» **Tarea a realizar**
Repite sin modificación alguna cada línea de todos los ítems que aparecen a continuación.
___ Datos extraídos ___
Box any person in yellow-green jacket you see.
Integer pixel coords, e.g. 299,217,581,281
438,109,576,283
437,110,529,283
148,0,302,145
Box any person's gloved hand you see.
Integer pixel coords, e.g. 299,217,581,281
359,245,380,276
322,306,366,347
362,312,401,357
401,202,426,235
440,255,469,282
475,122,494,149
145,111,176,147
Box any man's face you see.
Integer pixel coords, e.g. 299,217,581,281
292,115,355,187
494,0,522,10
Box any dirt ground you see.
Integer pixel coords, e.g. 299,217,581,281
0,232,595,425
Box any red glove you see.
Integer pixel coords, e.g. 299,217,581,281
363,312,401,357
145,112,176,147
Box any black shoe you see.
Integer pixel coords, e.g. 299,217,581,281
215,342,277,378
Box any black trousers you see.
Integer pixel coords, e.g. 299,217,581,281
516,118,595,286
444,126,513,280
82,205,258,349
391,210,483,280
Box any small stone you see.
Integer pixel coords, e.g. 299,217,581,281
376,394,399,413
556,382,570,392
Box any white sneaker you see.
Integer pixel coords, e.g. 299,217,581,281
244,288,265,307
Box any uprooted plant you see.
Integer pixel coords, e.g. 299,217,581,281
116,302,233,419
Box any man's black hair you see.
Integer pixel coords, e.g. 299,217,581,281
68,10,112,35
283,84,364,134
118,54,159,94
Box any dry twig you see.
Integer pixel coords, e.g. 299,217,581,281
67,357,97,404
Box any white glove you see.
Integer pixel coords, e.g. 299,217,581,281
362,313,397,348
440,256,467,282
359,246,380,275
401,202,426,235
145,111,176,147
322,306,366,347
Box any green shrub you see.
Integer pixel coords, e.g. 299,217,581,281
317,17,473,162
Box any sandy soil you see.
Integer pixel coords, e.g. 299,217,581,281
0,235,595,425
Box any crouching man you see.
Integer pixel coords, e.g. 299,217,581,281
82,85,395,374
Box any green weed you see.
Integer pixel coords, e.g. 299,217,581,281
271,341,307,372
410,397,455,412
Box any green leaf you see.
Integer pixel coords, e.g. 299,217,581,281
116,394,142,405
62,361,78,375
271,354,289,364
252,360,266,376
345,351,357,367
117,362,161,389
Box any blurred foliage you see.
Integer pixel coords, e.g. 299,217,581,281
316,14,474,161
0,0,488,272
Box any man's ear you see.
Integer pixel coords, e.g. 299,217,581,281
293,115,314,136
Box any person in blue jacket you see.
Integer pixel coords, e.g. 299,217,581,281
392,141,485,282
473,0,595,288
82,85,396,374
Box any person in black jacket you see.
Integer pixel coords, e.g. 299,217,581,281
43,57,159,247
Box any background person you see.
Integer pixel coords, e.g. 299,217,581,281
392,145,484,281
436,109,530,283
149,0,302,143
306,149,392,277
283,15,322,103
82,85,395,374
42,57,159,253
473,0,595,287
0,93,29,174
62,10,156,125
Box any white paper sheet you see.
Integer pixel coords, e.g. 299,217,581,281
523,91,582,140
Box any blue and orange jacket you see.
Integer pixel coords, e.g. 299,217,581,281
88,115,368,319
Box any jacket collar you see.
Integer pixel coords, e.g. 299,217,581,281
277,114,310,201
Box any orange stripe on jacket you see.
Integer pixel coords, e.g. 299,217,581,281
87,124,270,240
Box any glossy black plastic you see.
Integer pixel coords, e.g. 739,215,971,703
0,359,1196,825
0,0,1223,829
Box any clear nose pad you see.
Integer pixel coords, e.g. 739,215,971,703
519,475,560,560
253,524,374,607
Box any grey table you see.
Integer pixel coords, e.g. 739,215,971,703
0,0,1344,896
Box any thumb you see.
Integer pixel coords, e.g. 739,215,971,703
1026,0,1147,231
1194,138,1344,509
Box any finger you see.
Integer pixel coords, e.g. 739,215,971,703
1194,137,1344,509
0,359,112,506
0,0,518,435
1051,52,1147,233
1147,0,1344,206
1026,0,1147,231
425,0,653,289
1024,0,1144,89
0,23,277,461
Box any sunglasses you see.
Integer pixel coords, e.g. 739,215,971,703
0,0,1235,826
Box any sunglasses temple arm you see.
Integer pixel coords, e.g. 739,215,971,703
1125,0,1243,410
___
» **Problema resuelto**
Box any person in yellow-green jacket you see.
Integer pixel coords, e.g. 299,217,581,281
438,109,576,283
437,110,529,283
148,0,302,145
Box any person's gloved hand you see.
Integer pixel coords, e.g. 299,217,581,281
359,245,380,276
322,306,366,347
362,312,401,357
401,202,426,235
440,255,469,282
475,122,494,149
145,111,176,147
Box any man's face you see.
Integer pixel coords, e.g. 299,217,581,281
292,115,355,187
494,0,522,10
Box any dirt ground you see.
Integer pixel coords, e.g. 299,217,581,281
0,232,595,425
Box any red glove you see.
Integer pixel coords, e.g. 299,217,581,281
363,312,401,357
145,112,176,147
Box any black shoe you see.
Integer pixel coords, e.g. 299,217,581,281
215,342,277,378
Box any black trousers you see.
Integer pixel coords, e.g. 299,217,581,281
516,118,595,286
444,126,513,280
82,205,258,349
391,210,483,280
Box any small stone you see.
Integer pixel coords, e.g. 299,217,581,281
376,394,399,413
556,382,570,392
Box any white sneaker you see.
Integer pixel coords, e.g. 299,217,581,281
244,288,265,307
Box any uprooted plant you see.
Integer pixel coords, e.g. 299,217,581,281
116,302,233,419
Box any man's black hair you see.
Integer pixel coords, e.g. 299,217,581,281
68,10,112,35
283,84,364,134
118,54,159,94
Box any dry twig you see.
Integer pixel coords, e.g. 299,217,581,281
67,357,97,404
Box any white glove you see.
Integer pixel coords, e.g. 299,217,581,281
362,313,397,348
440,256,467,282
359,246,380,275
401,202,426,235
145,111,176,147
322,306,366,347
Box any green shrub you see.
Integer pixel coords, e.g. 299,217,581,281
317,17,473,162
Box any sandy soil you see.
Integer pixel coords, e.g. 299,217,581,281
0,235,595,425
Box any crouching man you see.
Integer pixel coords, e.g. 299,217,581,281
82,85,395,374
Box any green weed you see.
Integer pixel coords, e.g. 299,217,581,281
271,341,307,372
410,397,455,412
Box any green leaf you see.
Integer pixel coords, e.g. 299,217,581,281
116,394,142,405
62,361,78,375
271,354,289,364
252,360,266,376
345,351,357,367
117,362,161,389
Box any blurred foliage you see.
Integer pixel coords, e.g. 299,217,581,281
316,14,474,161
0,0,488,272
Box any man's ear you see.
Integer pixel coords, e.g. 299,217,581,281
293,115,314,136
Box any person in blue jacket you see.
Integer pixel coords, e.g. 299,217,581,281
392,141,485,282
473,0,595,288
82,85,396,374
Box any person in black jacket you see.
Integer pixel coords, e.g. 299,217,581,281
43,57,159,247
Box any background person you see.
Integer pixel coords, e.g. 299,217,581,281
392,145,484,281
436,109,530,283
149,0,302,143
306,149,392,277
283,15,322,103
82,85,395,374
42,57,159,253
473,0,595,287
0,93,29,174
62,10,156,125
Box any white paper sheet you see.
Integer pixel coords, e.g. 299,217,581,281
523,91,582,140
Box any blue and orange jacket you see.
Integer pixel coords, e.g. 299,217,581,281
88,115,368,319
Box any jacket collar you see.
Integer pixel coords, e.g. 299,217,581,281
277,114,310,201
Box any orange stripe on jacket you see.
Integer pixel coords, e.g. 299,217,581,281
87,124,270,240
Box any glossy black plastic you see.
Integer pixel coords, e.g. 739,215,971,703
0,359,1196,825
0,0,1223,829
Box any clear nose pad you see.
Integer pixel coords, e.g. 739,215,971,703
519,475,560,560
253,524,374,607
Box any grey table you see.
Integer pixel coords, e.g. 739,215,971,703
0,0,1344,896
Box any thumb you see.
Integer pixel coords, e.g. 739,215,971,703
1026,0,1147,231
1194,138,1344,509
Box any finger you see.
Integer pixel coords, e.g. 739,215,971,703
1194,137,1344,509
0,359,112,506
0,0,518,435
1051,52,1147,233
1147,0,1344,206
1026,0,1147,231
425,0,653,289
1024,0,1144,89
0,23,277,461
Box any sunglasses you see.
Integer pixel coords, e.g. 739,215,971,703
0,0,1235,826
Box any sunglasses temple arm you see.
Integer pixel coords, e.g. 739,215,971,703
1125,0,1243,410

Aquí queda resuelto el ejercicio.